# What is required
Pick up the troubleshooting note on recovering Cisco SMI pods stuck in the not ready state at the point where it ends and continue writing it.
++++ Document extract
Introduction
This document describes recovery steps when the Cisco Smart Install (SMI) pod gets into the not ready state due to Kubernetes bug https://github.com/kubernetes/kubernetes/issues/82346.
Problem
After site isolation, Converged Ethernet (CEE) reported the Processing Error Alarm in the CEE. The system ready status is below 100%.
[site1app/pod1] cee# show alerts active
alerts active k8s-deployment-replica-mismatch f89d8d09389c
state active
severity critical
type "Processing Error Alarm"
startsAt 2021-05-27T08:38:58.703Z
source site1app-smi-cluster-policy-oam2
labels [ "component: kube-state-metrics" "deployment: prometheus-scrapeconfigs-synch" "exported_namespace: cee-pod1" "instance: 192.0.2.37:8080" "job: kubernetes-pods" "namespace: cee-pod1" "pod: kube-state-metrics-6c476f7494-tqkrc" "pod_template_hash: 6c476f7494" "release: cee-pod1-cnat-monitoring" ]
annotations [ "summary: Deployment cee-pod1/prometheus-scrapeconfigs-synch has not matched the expected number of replicas for longer than 2 minutes." ]
[site1app/pod1] cee# show system status
system status deployed true
system status percent-ready 92.68
ubuntu@site1app-smi-cluster-policy-mas01:~$ kubectl get rs -n cee-pod1 | grep scrape
NAME DESIRED CURRENT READY AGE
prometheus-scrapeconfigs-synch-ccd454f76 1 1 0 395d
prometheus-scrapeconfigs-synch-f5544b4f8 0 0 0 408d
Solution
The site isolation is a trigger for the bug https://github.com/kubernetes/kubernetes/issues/82346. The workaround to have these pods in Ready state is to restart the affected pods. The fix is included in upcoming CEE releases.
Initial Pod and System Verification
Log in to CEE CLI and check system status.
ssh -p 2024 admin@`kubectl get svc -A| grep " ops-center-cee" | awk '{print $4}'`
show alerts active
show system status
Restart of Affected Pods
Log in to the primary node, on the primary, run these commands. And identify daemonsets and replica sets that have not all members in Ready state.
++++++++
++++ Extracted information
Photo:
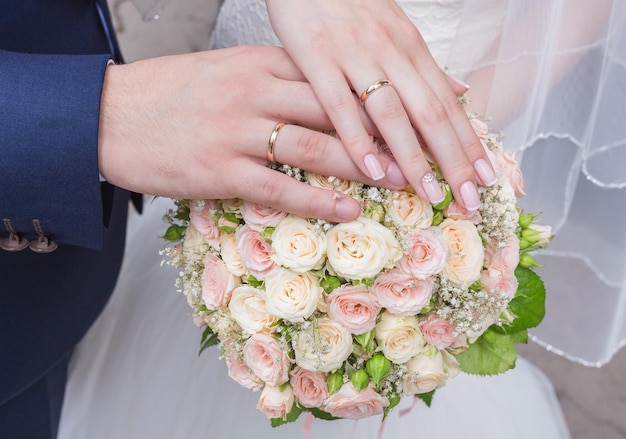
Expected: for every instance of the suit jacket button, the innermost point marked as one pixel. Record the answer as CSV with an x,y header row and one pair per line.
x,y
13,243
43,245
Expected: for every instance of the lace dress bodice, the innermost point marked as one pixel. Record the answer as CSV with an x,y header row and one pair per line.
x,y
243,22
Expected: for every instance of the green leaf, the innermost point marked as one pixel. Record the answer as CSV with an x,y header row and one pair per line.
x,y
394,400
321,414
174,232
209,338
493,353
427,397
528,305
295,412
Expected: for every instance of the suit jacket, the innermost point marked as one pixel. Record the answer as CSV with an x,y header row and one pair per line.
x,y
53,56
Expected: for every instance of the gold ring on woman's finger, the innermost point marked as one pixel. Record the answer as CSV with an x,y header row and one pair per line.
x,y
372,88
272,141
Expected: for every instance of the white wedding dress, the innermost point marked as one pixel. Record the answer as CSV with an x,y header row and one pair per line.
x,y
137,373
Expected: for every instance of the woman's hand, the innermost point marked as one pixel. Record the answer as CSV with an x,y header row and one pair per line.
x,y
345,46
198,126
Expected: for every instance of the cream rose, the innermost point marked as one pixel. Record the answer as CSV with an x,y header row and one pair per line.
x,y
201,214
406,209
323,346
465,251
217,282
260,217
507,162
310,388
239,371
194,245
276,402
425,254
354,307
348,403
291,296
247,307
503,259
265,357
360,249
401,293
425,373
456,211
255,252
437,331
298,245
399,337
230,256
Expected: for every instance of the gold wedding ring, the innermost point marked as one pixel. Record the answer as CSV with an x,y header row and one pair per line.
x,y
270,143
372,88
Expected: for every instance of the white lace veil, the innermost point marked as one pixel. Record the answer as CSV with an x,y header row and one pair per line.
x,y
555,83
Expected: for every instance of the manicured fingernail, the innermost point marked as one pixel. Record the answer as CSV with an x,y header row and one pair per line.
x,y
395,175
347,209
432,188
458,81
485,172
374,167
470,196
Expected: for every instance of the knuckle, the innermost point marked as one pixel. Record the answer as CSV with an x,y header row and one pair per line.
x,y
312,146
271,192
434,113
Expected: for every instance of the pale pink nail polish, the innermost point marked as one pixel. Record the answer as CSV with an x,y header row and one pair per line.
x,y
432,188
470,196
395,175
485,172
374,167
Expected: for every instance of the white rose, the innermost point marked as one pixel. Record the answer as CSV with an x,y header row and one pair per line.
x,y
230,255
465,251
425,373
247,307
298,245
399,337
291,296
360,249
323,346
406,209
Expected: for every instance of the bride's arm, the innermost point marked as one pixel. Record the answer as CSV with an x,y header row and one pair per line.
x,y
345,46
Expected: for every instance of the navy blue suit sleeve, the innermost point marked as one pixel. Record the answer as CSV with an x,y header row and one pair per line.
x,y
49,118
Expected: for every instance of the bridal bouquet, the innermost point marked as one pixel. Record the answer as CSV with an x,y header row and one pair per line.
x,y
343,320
++++++++
# Answer
kubectl get daemonsets -A
kubectl get rs -A | grep -v '0 0 0'
Copy and paste these commands in the notepad and replace all cee-xyz, with the cee namespace on the site.
kubectl describe pods core-retriever -n cee-xyz | egrep "^Name:|False" | grep -B1 False
kubectl describe pods calico-node -n kube-system | egrep "^Name:|False" | grep -B1 False
kubectl describe pods csi-cinder-nodeplugin -n kube-system | egrep "^Name:|False" | grep -B1 False
kubectl describe pods maintainer -n kube-system | egrep "^Name:|False" | grep -B1 False
kubectl describe pods kube-proxy -n kube-system | egrep "^Name:|False" | grep -B1 False
kubectl describe pods path-provisioner -n cee-xyz | egrep "^Name:|False" | grep -B1 False
kubectl describe pods logs-retriever -n cee-xyz | egrep "^Name:|False" | grep -B1 False
kubectl describe pods node-exporter -n cee-xyz | egrep "^Name:|False" | grep -B1 False
kubectl describe pods keepalived -n smi-vips| egrep "^Name:|False" | grep -B1 False
kubectl describe pods prometheus-scrapeconfigs-synch -n cee-xyz | egrep "^Name:|False" | grep -B1 False
Execute the commands and collect the result output. In the result, output identifies the pod names with the corresponding namespace that require a restart.
Restart all affected pods from the list obtained previously when you issue these commands (replace pod name and namespace accordingly).
kubectl delete pods core-retriever-abcde -n cee-xyz
kubectl delete pods core-retriever-abcde -n cee-xyz
…
Verify that the pods are up and running without any issue.
kubeclt get pods -A
Verify Pods and System Status After Restart
Execute commands:
kubectl get daemonsets -A
kubectl get rs -A | grep -v '0 0 0'
Confirm that daemonsets and replica sets show all members in Ready state.
Log in to CEE CLI and confirm that no active alerts and system status must be at 100%.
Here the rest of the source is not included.